Stated task 1: Which lines in the entries below contain the string "locate"? Gather every such line, treating uppercase and lowercase as different.

Page:
※
Non-GAAP Financial Measures

To supplement our financial results presented in accordance with Generally Accepted Accounting Principles (GAAP), we are presenting the following non-GAAP financial measures in this press release and the related earnings conference call: non-GAAP net income (loss), non-GAAP diluted net income (loss) per share, adjusted EBITDA and free cash flow. These non-GAAP financial measures are not based on any standardized methodology prescribed by GAAP and are not necessarily comparable to similarly titled measures presented by other companies.

Non-GAAP net income (loss) and non-GAAP diluted net income (loss) per share. We define non-GAAP net income (loss) as net income (loss) as reported in our condensed consolidated statements of operations, excluding the impact of stock-based compensation expense and amortization of acquired intangible assets, which are non-cash charges; acquisition-related expenses, reversal of write-up to fair value of acquired inventory, restructuring expenses and other non-recurring expenses and purchase accounting adjustments, which are one-time non-recurring charges; the follow-on public offering expenses, which is a one-time non-recurring charge; and the tax effect on these excluded items. The tax effect of the excluded items is calculated using our effective income tax rate for the period, excluding the discrete tax benefits generated from the exercise of non-qualified stock options and the disqualifying disposition of incentive stock options. We believe that excluding these discrete tax benefits from our effective income tax rate results in more useful disclosure to investors and others regarding income tax effects of the excluded items as these amounts may vary from period to period independent of the operating performance of our business. We define non-GAAP diluted net income (loss) per share as diluted net income (loss) per share reported in our condensed consolidated statements of operations, excluding the impact of items that we exclude in calculating non-GAAP net income (loss). We have presented non-GAAP net income (loss) and non-GAAP diluted net income (loss) per share because they are key measures used by our management and board of directors to understand and evaluate our operating performance, to establish budgets and to develop operational goals for managing our business. The presentation of non-GAAP net income (loss) and non-GAAP diluted net income (loss) per share also allows our management and board of directors to make additional comparisons of our results of operations to other companies in our industry.
※
Stated task 2: Give the next part of the passage on non-GAAP financial measures above, starting right after its final sentence.

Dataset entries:
※
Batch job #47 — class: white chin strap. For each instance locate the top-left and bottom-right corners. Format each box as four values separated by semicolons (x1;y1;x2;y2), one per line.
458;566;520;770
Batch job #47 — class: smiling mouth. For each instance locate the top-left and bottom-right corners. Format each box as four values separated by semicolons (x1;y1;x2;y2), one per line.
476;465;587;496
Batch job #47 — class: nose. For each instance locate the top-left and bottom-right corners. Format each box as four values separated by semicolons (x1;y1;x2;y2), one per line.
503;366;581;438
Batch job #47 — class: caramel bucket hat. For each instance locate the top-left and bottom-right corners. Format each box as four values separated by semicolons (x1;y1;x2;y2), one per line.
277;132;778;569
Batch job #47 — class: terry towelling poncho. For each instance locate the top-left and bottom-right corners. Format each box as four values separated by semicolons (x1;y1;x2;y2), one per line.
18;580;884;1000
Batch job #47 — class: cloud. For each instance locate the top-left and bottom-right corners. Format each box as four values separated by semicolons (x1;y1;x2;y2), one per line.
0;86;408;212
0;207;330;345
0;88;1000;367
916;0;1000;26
※
Right answer 1:
Batch job #47 — class: white chin strap. For each instance locate the top-left and bottom-right corners. Format each box as four values separated by semicolons (x1;y1;x2;y2), one per line.
Batch job #47 — class: smiling mouth. For each instance locate the top-left and bottom-right corners. Format each box as four values separated by semicolons (x1;y1;x2;y2), one per line.
Batch job #47 — class: nose. For each instance locate the top-left and bottom-right corners. Format each box as four values separated by semicolons (x1;y1;x2;y2), one per line.
Batch job #47 — class: caramel bucket hat. For each instance locate the top-left and bottom-right corners. Format each box as four values separated by semicolons (x1;y1;x2;y2), one per line.
Batch job #47 — class: terry towelling poncho. For each instance locate the top-left and bottom-right corners. Format each box as four values separated by semicolons (x1;y1;x2;y2), one per line.
Batch job #47 — class: cloud. For each instance locate the top-left and bottom-right corners. Format each box as four values separated by semicolons (x1;y1;x2;y2), one per line.

Right answer 2:
Adjusted EBITDA. We define adjusted EBITDA as our net income (loss), excluding the impact of stock-based compensation expense; acquisition-related expenses; reversal of write-up to fair value of acquired inventory; restructuring expenses; other non-recurring expenses and purchase accounting adjustments; the follow-on public offering expenses; other income (expense), net; depreciation and amortization expense; and our provision for (benefit from) income taxes. We have presented adjusted EBITDA because it is a key measure used by our management and board of directors to understand and evaluate our operating performance, to establish budgets and to develop operational goals for managing our business. In particular, we believe that excluding the impact of these expenses in calculating adjusted EBITDA can provide a useful measure for period-to-period comparisons of our core operating performance.

Free cash flow. We define free cash flow as net cash provided by operating activities minus capital expenditures. We believe free cash flow to be a liquidity measure that provides useful information to management and investors about the amount of cash generated by our business that, after purchases of property and equipment, can be used for strategic opportunities, including investing in our business, making strategic acquisitions and strengthening our balance sheet.

We use these non-GAAP financial measures to evaluate our operating performance and trends and make planning decisions. We believe that each of these non-GAAP financial measures helps identify underlying trends in our business that could otherwise be masked by the effect of the expenses that we exclude in the calculations of each non-GAAP financial measure. Accordingly, we believe that these financial measures provide useful information to investors and others in understanding and evaluating our operating results, enhancing the overall understanding of our past performance and future prospects.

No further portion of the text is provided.